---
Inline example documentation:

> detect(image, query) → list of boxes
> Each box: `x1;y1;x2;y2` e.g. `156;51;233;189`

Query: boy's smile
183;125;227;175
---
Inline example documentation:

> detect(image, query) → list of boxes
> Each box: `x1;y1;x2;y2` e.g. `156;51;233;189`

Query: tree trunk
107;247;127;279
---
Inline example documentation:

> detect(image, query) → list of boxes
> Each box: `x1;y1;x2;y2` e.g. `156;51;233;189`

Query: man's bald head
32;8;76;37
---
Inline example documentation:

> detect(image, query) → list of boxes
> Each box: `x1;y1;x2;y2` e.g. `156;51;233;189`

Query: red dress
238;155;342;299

● **Exercise details**: Give the listing again in full, and make every line match exactly.

● **Output below**:
---
Inline example documentation:

> detect(image, query) → list of boxes
> Each box: `x1;y1;x2;y2` e.g. `156;51;233;189`

Query: boy's smile
183;125;227;175
---
Inline example documentation:

> detect(image, query) → list of boxes
> Each box: `x1;y1;x2;y2` e.g. `156;51;233;189`

Query: tree trunk
107;247;127;279
---
Inline example documentation:

> detect(image, query) → list of boxes
> Each box: `x1;y1;x2;y2` e.g. `156;51;233;189`

Query: man's bald head
32;8;76;37
---
Inline example documentation:

> detect(image, query) → list of boxes
> Each box: `x1;y1;x2;y2` e.g. `156;51;233;189`

Query: red dress
238;155;342;299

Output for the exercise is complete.